点位标注记录:
● ● ●

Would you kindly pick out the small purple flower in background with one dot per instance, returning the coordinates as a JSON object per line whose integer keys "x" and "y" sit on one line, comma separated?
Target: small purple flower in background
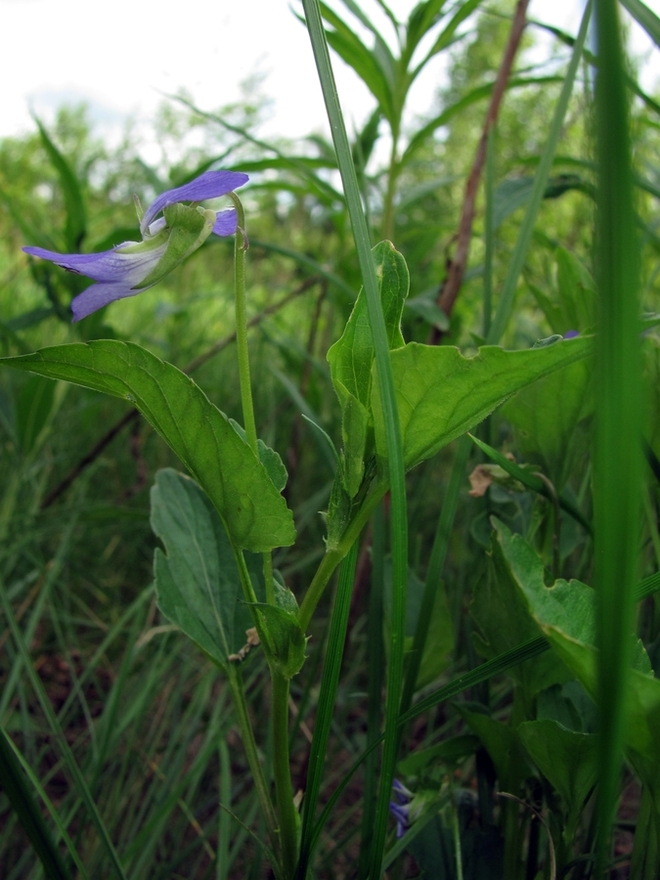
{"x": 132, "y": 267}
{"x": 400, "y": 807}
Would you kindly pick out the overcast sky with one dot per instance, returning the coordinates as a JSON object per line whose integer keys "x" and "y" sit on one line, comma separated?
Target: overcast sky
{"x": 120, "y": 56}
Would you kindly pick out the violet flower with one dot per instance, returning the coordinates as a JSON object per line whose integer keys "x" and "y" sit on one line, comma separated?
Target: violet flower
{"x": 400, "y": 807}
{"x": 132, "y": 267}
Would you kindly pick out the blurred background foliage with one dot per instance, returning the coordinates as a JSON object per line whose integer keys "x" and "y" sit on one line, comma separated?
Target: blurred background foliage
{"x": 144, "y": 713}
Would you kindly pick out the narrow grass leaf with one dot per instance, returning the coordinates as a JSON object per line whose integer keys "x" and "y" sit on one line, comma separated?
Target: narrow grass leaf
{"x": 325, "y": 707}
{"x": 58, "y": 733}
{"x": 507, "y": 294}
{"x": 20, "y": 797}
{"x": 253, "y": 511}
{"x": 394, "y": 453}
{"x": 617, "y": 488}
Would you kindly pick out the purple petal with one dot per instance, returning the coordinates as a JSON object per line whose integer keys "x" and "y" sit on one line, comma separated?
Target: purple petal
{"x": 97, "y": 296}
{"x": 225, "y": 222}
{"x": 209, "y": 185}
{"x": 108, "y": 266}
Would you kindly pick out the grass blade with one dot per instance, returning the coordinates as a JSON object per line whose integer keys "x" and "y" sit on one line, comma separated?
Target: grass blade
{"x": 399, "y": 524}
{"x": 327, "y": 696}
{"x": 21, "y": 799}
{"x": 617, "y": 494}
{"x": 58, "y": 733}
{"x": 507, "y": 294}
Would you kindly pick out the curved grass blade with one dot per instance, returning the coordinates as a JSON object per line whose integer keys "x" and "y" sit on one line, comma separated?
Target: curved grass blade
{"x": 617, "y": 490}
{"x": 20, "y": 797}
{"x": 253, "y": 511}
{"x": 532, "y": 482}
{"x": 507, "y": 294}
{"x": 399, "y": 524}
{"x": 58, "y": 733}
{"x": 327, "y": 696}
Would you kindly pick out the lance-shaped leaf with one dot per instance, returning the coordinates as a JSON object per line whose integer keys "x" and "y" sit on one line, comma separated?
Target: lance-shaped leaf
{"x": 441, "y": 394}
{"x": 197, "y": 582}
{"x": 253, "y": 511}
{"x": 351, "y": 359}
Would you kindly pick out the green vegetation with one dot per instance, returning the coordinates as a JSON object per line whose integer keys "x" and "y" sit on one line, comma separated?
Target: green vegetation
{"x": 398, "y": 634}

● ● ●

题目设置 =
将上面的列表完整重写一遍，把所有的“Target”替换为“Object”，其余内容保持不变。输出中不要包含图片。

回答 =
Would you kindly pick out the small purple flower in background with one dot per instance, returning the coordinates as a JSON object per line whose integer keys "x" and "y" sit on one line, comma separated?
Object: small purple flower in background
{"x": 132, "y": 267}
{"x": 400, "y": 807}
Would you kindly pick out the overcast sky with one dot per instance, returning the coordinates as a JSON object per line whose integer keys "x" and "y" sit on one line, comma separated?
Object: overcast sky
{"x": 120, "y": 56}
Would you kindly pick out the violet flower with one dot per instance, returning the coordinates as a JSON object per line whose integer keys "x" and "y" sit on one line, comma separated?
Object: violet flower
{"x": 400, "y": 807}
{"x": 132, "y": 267}
Would you kindly pick out the blurred background foliage with one dot per instance, returning the coordinates as a JSON object per line whose integer keys "x" and "y" sit on one line, comma separated?
Object: blurred background foliage
{"x": 144, "y": 713}
Would you kindly pick out the narrow grass leaf with one dot per instance, returning the coordinates as a JSON object per line whose integer keys "x" and "y" sit on one line, comma separated?
Object: narrow grass leaf
{"x": 325, "y": 707}
{"x": 58, "y": 733}
{"x": 507, "y": 294}
{"x": 20, "y": 797}
{"x": 253, "y": 511}
{"x": 394, "y": 453}
{"x": 617, "y": 488}
Would you kindly pick out the purple petal with one dot per instance, returning the coordinates as a JSON object per line whose integer keys "x" and "y" sit on one line, comma separated?
Object: purple petal
{"x": 97, "y": 296}
{"x": 225, "y": 222}
{"x": 209, "y": 185}
{"x": 108, "y": 266}
Would you kindly pick out the grass blade with one dot per instance, returning the coordinates as a JSON object per line whose integer keys "x" and "y" sit on one line, comma separated?
Object: grass blade
{"x": 399, "y": 524}
{"x": 327, "y": 696}
{"x": 21, "y": 799}
{"x": 617, "y": 494}
{"x": 58, "y": 733}
{"x": 507, "y": 294}
Would you kindly pick out the curved grass blade with one dot per instance, returning the coordinates as a JSON object per line whose integer keys "x" and "y" sit on one line, comma separated?
Object: curved grass blade
{"x": 617, "y": 490}
{"x": 20, "y": 797}
{"x": 253, "y": 511}
{"x": 532, "y": 482}
{"x": 507, "y": 294}
{"x": 399, "y": 524}
{"x": 58, "y": 733}
{"x": 327, "y": 696}
Would you kindly pick out the lance-shaped leaf with one dot per instance, returning the coordinates as a JSON object per line whose integer keys "x" and "y" sit on one line, comma separated?
Object: lance-shaped leaf
{"x": 441, "y": 394}
{"x": 197, "y": 582}
{"x": 253, "y": 511}
{"x": 351, "y": 359}
Would you kindly pick out the green vegetation with one dot per instance, returning the coordinates as a JSON object per line whose integer keys "x" and "y" sit on one line, comma separated?
Object: green vegetation
{"x": 398, "y": 634}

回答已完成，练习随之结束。